-- WHAT THE TASK ASKS --
Reproduce verbatim the stretch of the data from the line containing "Expected: one point per instance of the rear door window, each" through the line containing "(1132, 454)", including both of those lines, and nothing else.

-- EXERCISE INPUT --
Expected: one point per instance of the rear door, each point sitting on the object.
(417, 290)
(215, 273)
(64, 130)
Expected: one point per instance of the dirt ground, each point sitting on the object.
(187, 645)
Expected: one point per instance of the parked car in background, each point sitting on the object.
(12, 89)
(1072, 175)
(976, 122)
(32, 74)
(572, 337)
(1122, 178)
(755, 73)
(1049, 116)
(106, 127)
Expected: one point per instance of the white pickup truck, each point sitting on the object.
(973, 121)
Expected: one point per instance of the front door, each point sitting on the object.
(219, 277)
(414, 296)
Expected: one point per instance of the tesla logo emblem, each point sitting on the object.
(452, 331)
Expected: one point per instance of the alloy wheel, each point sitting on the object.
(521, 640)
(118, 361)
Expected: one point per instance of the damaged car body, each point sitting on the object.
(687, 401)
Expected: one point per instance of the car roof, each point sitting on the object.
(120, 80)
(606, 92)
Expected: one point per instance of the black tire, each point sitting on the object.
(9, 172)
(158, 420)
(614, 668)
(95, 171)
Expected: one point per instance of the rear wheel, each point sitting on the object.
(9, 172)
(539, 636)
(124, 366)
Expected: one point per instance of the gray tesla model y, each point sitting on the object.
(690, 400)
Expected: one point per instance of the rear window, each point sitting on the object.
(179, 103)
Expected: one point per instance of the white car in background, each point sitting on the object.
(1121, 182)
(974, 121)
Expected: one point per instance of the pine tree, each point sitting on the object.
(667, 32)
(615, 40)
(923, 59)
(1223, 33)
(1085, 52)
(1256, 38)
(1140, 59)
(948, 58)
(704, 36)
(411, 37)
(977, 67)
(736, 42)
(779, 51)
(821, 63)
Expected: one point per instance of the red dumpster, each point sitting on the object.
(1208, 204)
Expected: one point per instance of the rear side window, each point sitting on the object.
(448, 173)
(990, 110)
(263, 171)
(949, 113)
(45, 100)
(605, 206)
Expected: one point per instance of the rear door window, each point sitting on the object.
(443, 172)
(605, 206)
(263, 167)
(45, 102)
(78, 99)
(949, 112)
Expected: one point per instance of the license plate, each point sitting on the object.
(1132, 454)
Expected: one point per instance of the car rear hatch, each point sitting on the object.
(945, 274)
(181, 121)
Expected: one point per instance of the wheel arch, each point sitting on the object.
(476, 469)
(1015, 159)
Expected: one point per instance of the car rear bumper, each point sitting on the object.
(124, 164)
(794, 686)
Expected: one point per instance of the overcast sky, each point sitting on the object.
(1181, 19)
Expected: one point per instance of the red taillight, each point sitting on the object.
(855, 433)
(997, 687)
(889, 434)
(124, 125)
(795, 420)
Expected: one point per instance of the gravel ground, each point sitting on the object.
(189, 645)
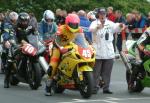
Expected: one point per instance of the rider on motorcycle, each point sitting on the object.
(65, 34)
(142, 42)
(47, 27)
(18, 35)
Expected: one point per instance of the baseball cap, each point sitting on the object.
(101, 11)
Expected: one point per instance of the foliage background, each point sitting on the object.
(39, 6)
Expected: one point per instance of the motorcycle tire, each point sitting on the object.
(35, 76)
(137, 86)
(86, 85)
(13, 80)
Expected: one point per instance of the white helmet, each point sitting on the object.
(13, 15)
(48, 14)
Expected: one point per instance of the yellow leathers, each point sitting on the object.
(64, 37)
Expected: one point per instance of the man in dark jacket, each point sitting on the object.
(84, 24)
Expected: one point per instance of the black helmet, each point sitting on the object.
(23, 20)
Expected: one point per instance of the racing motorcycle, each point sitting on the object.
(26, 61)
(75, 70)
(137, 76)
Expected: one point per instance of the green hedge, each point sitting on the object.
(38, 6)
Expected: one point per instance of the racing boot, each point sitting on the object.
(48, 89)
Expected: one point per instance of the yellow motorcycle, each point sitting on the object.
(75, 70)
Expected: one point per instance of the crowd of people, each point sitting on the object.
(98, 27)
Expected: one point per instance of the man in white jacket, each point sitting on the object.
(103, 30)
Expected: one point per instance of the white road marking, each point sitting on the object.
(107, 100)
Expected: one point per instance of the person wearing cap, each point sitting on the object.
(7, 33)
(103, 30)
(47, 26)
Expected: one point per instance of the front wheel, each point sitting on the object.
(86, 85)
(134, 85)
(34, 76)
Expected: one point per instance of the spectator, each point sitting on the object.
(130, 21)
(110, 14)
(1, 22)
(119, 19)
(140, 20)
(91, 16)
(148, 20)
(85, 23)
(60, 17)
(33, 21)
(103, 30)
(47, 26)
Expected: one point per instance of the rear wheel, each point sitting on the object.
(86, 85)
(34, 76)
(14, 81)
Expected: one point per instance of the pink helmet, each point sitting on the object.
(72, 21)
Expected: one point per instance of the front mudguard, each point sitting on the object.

-- FINAL ANSWER --
Expected: one point per instance of the rear door window, each point sitting on the object.
(443, 172)
(605, 206)
(263, 167)
(45, 102)
(78, 99)
(949, 112)
Expected: one point per instance of the license plate, each point sitting on the object.
(1132, 454)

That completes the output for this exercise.